(The exercise): Tally the lines below that contain the word "green", and give only that number.

Dataset items
----------------
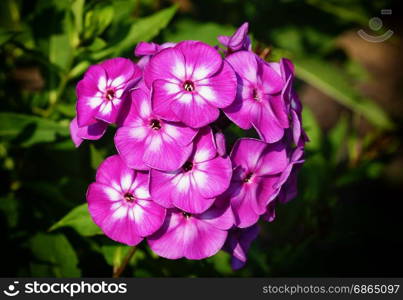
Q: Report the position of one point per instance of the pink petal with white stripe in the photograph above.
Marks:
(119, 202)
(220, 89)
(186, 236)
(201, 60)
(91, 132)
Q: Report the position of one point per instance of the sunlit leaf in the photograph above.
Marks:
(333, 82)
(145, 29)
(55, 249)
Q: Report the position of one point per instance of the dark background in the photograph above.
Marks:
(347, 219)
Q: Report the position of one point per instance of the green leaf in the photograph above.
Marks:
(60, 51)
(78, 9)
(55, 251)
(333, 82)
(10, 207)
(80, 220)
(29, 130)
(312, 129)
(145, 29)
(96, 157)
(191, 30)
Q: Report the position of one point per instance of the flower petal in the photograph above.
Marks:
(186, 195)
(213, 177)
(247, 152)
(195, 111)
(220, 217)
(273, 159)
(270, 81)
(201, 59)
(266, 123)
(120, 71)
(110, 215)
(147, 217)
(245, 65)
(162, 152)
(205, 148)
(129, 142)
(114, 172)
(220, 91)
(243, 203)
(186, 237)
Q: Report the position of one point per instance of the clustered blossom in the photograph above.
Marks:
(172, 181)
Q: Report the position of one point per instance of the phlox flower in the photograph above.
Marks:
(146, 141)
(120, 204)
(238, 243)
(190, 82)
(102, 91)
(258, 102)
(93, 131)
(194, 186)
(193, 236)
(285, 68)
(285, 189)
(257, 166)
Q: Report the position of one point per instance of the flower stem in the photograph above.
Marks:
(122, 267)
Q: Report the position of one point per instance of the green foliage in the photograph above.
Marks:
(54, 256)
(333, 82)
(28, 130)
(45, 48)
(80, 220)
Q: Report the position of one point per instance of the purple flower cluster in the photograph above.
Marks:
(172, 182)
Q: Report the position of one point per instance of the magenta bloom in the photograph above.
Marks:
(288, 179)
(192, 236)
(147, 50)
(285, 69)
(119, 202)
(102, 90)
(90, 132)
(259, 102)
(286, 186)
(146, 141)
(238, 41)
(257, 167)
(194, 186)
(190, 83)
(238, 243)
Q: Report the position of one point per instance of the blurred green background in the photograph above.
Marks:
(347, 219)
----------------
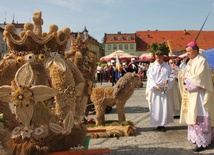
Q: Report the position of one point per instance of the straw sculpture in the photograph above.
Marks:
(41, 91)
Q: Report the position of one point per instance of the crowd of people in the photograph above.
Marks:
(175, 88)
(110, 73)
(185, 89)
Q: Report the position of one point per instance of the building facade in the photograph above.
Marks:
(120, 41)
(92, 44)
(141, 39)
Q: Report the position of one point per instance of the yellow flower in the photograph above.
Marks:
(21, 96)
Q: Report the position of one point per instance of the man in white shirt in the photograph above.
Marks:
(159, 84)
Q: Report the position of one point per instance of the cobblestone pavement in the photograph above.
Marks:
----------------
(The completed task): 3